▸ Information:
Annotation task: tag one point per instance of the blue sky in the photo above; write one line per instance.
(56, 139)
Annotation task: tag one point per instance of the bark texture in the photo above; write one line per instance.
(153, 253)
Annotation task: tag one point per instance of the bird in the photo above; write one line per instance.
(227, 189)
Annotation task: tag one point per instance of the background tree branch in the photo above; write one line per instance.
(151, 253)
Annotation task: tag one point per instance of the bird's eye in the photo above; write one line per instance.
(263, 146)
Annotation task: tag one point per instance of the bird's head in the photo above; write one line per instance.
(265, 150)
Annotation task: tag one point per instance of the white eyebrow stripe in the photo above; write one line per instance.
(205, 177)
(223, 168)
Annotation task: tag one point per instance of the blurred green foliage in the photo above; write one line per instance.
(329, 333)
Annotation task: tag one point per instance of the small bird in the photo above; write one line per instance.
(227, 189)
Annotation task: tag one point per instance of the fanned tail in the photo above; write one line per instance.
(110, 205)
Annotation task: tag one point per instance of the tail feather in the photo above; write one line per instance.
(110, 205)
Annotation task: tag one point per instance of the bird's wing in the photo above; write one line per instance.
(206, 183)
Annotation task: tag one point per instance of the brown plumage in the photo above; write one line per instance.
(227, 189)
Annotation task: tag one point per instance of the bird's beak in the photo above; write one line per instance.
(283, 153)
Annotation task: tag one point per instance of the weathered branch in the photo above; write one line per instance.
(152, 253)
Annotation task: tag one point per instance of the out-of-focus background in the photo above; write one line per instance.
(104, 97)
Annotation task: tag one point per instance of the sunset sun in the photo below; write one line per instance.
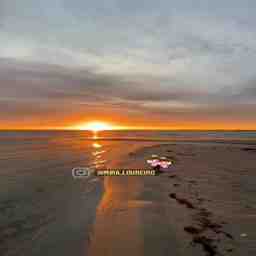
(96, 126)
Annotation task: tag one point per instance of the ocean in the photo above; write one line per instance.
(39, 197)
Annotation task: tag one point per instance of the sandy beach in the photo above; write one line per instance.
(204, 204)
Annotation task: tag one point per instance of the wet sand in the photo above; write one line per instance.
(203, 205)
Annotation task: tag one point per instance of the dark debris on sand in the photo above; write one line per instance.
(183, 201)
(204, 231)
(249, 149)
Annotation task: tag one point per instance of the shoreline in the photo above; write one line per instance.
(182, 211)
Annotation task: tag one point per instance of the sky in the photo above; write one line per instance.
(174, 64)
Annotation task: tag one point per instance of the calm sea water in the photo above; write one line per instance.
(41, 203)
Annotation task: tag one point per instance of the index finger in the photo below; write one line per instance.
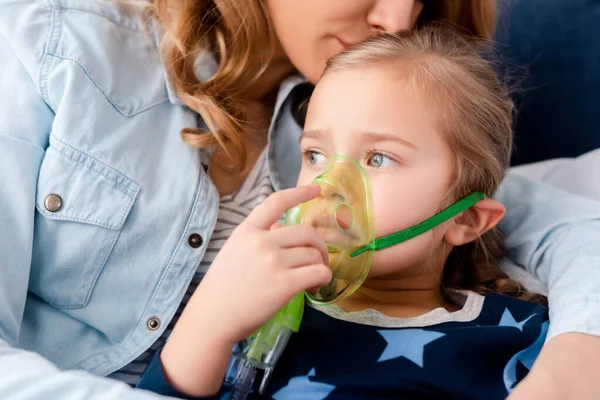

▸ Task to complete:
The records above need to be reproduced exactly, with all images omitted.

▸ Task output:
Annotation task: tag one point per instance of the blue sky in the photo above; write one line per instance.
(56, 139)
Annotation task: tag one point per instance of the bark texture in the photo above; write one line per instance.
(153, 253)
Annotation task: tag one point per instance of the bird in the photo above; write one line per instance.
(227, 189)
Annotation task: tag one point per instance of the background tree branch in the photo above; write one line per instance.
(151, 253)
Annotation task: tag one point per instance of the bird's eye in the photo above; write one line per instance.
(263, 146)
Annotation task: tag one point per instance of the bird's head in the photo above; write one line per instance.
(265, 150)
Annotation task: tag one point per instance of the white eyebrow stripe in the photo above; write one line per instance.
(205, 177)
(223, 168)
Annotation task: tag one point per instance of the blurred green foliage in the photo above; write one line per instance.
(329, 333)
Annotation task: tag one point per instance of the small bird in the photo above; write one line per instance.
(227, 189)
Annotation task: tag one point per instance of the fanned tail in the photo above; write one line per instance.
(110, 205)
Annotation task: tag one point per instance of the tail feather in the photo above; write one line per instance.
(110, 205)
Annotation task: tag one point per instance of the bird's wing in the photo above; write one line per instance.
(206, 183)
Annotation task: tag one point per instance of the brown plumage in the photo above; write one line per instance.
(227, 189)
Annotation task: tag one point per instance of the bird's beak in the photo above; write one line per instance.
(283, 153)
Annotation task: tag one point per instance of the weathered branch in the photo above; write one line per instance.
(152, 253)
Annotation task: tag one point per instance of the out-of-focus background in the photo above; write one line per instance.
(104, 97)
Annotation task: tag one point per instance of the sunset sun in the photo below; write one line per instance.
(96, 126)
Annotation task: tag one point per instance of the ocean in the photo above; write one line per instance.
(39, 197)
Annotation task: tag one point per instance of the sandy beach in the photo above; write one line per instance.
(204, 204)
Annotation task: tag one point per instance of the wet sand in the photo above; write one line per instance.
(203, 205)
Annotation task: tag one point per instance of the dark debris on sand in the photo above; write one line per instance.
(183, 201)
(204, 231)
(249, 149)
Annotation task: tag one point per instance of the shoreline in the photo above; write one line per instance.
(182, 211)
Annotation task: tag one point per instance of the sky in the photo above; write one line per instance.
(174, 64)
Annotation task: tag one point per instance of the calm sea water in the photo above; write one line per instance.
(41, 203)
Annotation task: tag one point per instance of the index finger in the photo below; write one line per instance.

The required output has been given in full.